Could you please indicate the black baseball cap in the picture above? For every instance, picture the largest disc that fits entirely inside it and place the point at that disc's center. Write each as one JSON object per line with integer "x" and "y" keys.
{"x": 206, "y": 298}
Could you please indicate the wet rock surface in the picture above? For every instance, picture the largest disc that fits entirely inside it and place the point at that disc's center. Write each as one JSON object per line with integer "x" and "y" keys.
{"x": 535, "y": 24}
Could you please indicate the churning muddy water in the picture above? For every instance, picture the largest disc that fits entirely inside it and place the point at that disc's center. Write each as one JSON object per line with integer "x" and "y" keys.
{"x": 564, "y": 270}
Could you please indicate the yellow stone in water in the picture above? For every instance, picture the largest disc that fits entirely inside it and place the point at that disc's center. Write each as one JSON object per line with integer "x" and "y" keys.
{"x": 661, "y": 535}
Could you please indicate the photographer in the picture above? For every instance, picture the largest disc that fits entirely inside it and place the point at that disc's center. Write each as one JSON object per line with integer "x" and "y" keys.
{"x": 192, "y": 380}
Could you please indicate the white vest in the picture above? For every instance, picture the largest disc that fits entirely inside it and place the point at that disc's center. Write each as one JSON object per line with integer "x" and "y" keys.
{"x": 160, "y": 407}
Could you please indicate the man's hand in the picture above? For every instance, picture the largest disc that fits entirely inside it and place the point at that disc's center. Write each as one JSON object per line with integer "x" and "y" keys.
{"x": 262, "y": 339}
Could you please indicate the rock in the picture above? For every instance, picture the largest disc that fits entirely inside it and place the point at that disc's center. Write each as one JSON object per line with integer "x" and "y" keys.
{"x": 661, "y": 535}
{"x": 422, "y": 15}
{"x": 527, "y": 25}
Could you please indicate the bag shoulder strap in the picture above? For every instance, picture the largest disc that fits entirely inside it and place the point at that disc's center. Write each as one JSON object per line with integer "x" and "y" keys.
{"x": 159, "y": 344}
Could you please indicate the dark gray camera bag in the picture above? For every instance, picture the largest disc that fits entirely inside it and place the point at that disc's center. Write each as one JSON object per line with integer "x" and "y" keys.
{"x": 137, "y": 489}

**Work to be completed:** Write out every one of the records above word for word, keeping each on its own line.

**Complete output:**
Could you please indicate the black baseball cap in the picture above? For every instance, picture the largest disc that fits entirely inside it and place the point at that disc's center. Write each as one JSON object per line with integer "x" and "y" keys.
{"x": 206, "y": 298}
Could you please indicate the wet rock surface in the picture above? For every instance, picture the largest disc that fits entirely inside it and place the point at that disc's center. Write each as one JSON object per line with integer "x" and "y" keys.
{"x": 535, "y": 24}
Could you please indicate the churning muddy water in the picture above? For every instance, picture the largest disc that fits entirely inside it and place the point at that disc's center. Write each as one JSON object per line with integer "x" and "y" keys.
{"x": 564, "y": 270}
Could you please indicate the yellow stone in water in the picture above? For every instance, picture the largest disc that fits entirely inside it and place the point at that disc's center. Write each as one JSON object per line with integer "x" and "y" keys.
{"x": 661, "y": 535}
Could you please indicate the photographer in the picture above? For every instance, picture the largest disc that fits entirely inside it and place the point at that disc's center. Write each as one JSON object per line with integer "x" and "y" keys.
{"x": 192, "y": 380}
Could you please indicate the white vest in the picture above? For every instance, picture the largest disc that fits entirely inside it and place the point at that disc's center. Write each as one JSON object per line with integer "x" and "y" keys.
{"x": 160, "y": 407}
Could you please indicate the man's hand in the picture above? For every instance, picture the largest disc that fits entirely inside it and place the point at that disc's center. Write each as one JSON object per line with integer "x" and "y" keys.
{"x": 262, "y": 339}
Could you please indicate the rock in the picture above? For every instance, picture the largest disc that fits entirely inside it and place the point at that disc's center. Write each as one JSON object per line with integer "x" and "y" keys.
{"x": 661, "y": 535}
{"x": 422, "y": 15}
{"x": 527, "y": 25}
Could you please indicate the bag shoulder strap in the picture above? For every instance, picture the largest disc that fits entirely inside it and place the point at that disc's center. Write each as one JSON object per line with integer "x" and "y" keys.
{"x": 159, "y": 344}
Could you please indicate the dark gray camera bag in the picture above? For every instance, picture the largest disc that fits entirely inside it and place the point at that disc's center. Write each as one JSON object per line with integer "x" and "y" keys.
{"x": 137, "y": 489}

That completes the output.